▸ WHAT YOU NEED TO DO
If a line in the entries below contains "patch", copy it.

(Referring expression pointing data)
*** Block opens ***
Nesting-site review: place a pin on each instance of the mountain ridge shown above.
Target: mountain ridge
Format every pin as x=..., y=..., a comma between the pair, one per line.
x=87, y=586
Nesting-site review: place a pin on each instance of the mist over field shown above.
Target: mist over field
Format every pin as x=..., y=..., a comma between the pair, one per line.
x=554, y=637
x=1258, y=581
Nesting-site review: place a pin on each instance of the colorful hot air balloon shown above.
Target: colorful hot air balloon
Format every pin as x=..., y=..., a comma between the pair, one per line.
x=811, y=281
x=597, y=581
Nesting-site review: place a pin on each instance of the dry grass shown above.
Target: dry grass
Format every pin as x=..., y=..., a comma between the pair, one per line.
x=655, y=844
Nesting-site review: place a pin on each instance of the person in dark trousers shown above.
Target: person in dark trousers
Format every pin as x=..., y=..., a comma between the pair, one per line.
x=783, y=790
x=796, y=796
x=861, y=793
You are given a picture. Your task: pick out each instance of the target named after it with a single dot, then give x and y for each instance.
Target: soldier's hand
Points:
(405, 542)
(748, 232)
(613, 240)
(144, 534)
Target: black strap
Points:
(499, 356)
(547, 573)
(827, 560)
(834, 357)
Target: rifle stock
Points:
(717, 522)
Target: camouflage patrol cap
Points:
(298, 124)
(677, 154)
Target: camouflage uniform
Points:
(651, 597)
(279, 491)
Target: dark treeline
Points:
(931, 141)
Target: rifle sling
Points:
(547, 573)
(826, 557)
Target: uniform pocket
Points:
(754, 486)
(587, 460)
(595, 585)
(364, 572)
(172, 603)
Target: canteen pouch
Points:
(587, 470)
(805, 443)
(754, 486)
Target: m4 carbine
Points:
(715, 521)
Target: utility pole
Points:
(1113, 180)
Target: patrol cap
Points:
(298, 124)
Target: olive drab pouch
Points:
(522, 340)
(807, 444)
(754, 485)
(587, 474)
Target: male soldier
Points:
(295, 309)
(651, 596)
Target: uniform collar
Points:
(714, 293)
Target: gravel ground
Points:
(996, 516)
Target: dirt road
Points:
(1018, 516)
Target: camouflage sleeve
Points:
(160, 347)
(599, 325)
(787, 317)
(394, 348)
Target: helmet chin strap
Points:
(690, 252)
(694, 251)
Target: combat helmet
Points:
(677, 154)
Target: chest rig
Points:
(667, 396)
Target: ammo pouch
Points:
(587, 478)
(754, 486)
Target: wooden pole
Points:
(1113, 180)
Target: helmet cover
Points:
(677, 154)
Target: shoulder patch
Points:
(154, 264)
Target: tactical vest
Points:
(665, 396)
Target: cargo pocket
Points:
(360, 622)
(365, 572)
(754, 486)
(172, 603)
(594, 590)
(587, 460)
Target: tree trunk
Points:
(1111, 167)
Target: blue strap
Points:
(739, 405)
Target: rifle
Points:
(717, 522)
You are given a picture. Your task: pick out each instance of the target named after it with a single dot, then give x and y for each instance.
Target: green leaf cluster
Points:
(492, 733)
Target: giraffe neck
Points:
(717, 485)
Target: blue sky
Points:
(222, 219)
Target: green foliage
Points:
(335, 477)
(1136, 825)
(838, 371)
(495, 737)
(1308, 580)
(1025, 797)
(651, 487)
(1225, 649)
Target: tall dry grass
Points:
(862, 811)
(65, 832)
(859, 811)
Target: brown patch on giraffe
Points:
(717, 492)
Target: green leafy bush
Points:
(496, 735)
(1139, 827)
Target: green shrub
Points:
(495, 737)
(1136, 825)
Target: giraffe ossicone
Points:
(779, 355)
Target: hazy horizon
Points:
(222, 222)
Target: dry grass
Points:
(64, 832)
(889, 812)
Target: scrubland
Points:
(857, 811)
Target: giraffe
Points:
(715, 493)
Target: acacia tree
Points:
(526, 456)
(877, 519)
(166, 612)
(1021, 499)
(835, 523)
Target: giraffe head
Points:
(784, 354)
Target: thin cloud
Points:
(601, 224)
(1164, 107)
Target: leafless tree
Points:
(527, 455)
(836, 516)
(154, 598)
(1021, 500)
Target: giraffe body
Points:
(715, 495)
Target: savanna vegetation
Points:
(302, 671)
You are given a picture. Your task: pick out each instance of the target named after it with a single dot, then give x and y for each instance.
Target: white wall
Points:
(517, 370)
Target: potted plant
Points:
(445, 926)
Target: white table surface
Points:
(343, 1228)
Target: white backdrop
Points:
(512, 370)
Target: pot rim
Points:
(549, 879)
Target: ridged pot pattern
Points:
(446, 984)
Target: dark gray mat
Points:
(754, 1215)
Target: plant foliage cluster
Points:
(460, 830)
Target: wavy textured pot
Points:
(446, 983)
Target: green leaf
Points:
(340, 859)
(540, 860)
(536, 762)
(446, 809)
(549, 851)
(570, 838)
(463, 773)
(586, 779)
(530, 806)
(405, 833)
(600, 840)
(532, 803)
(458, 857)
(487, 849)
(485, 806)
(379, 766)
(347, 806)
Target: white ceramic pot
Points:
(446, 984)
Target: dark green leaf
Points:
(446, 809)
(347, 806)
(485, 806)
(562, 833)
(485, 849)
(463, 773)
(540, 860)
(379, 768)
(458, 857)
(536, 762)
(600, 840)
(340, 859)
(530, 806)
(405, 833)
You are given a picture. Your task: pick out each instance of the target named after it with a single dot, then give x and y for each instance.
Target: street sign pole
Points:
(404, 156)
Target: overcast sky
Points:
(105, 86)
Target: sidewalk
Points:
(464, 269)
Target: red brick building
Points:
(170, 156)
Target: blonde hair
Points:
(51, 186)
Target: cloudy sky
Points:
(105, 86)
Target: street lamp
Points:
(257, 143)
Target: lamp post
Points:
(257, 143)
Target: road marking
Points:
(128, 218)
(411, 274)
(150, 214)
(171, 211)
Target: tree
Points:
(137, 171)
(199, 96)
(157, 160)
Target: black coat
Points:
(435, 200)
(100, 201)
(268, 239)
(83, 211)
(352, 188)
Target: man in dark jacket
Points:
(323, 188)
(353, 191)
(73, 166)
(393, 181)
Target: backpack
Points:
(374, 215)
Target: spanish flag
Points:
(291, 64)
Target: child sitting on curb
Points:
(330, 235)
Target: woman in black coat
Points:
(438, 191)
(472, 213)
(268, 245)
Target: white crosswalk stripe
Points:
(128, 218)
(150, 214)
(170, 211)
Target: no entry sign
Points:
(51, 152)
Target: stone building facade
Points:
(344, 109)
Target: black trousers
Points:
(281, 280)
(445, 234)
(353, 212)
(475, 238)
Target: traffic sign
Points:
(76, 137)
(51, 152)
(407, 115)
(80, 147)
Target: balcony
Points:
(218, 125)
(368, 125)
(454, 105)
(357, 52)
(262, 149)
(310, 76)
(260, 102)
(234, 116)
*** Block closes ***
▸ RESPONSE AREA
Target: shoulder patch
Target: brown patch on giraffe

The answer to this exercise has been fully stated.